_Stated problem_
Retype all the records with nothing changed.
# Start of Data for the task
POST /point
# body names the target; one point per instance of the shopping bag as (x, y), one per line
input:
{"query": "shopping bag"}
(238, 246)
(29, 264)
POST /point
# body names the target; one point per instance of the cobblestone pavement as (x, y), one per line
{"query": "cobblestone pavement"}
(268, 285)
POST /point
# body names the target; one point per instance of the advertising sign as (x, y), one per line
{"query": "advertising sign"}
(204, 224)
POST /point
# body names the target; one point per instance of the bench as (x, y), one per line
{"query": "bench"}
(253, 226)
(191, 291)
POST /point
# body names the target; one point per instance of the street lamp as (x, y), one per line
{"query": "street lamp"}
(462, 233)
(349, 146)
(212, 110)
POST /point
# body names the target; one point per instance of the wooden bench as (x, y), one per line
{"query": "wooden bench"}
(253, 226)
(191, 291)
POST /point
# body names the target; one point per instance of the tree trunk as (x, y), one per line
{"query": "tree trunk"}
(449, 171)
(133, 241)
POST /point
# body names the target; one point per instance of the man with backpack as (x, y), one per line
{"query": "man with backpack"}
# End of Data for the task
_Complete answer_
POST /point
# body names the target; one point per instance of the shopping bag as (x, y), one per line
input:
{"query": "shopping bag"}
(238, 246)
(29, 264)
POST /point
# body names the target; one point per instance of the cobblestone pavement as (x, y), one per line
{"query": "cobblestone pavement"}
(268, 285)
POST /point
# body names the target; one point per instance of the advertising sign as (x, y), one per line
{"query": "advertising sign"}
(204, 224)
POST /point
# body names the target; one point per instance of the bench as (x, y), one per line
{"query": "bench"}
(253, 226)
(191, 291)
POST /point
# body names the target; one point per instance of the street lamp as (x, y), one per line
{"query": "street lamp"}
(462, 233)
(349, 146)
(212, 110)
POST /point
# body names the target; one point per instance of the wooden bench as (x, y), one per line
{"query": "wooden bench"}
(253, 226)
(191, 291)
POST /point
# body names the target; one point per instance of the tree trunk as (x, y), one per line
{"query": "tree trunk"}
(449, 171)
(133, 241)
POST /point
# body names the target; one point per instance of the man with backpack as (x, y), one per line
{"query": "man with backpack"}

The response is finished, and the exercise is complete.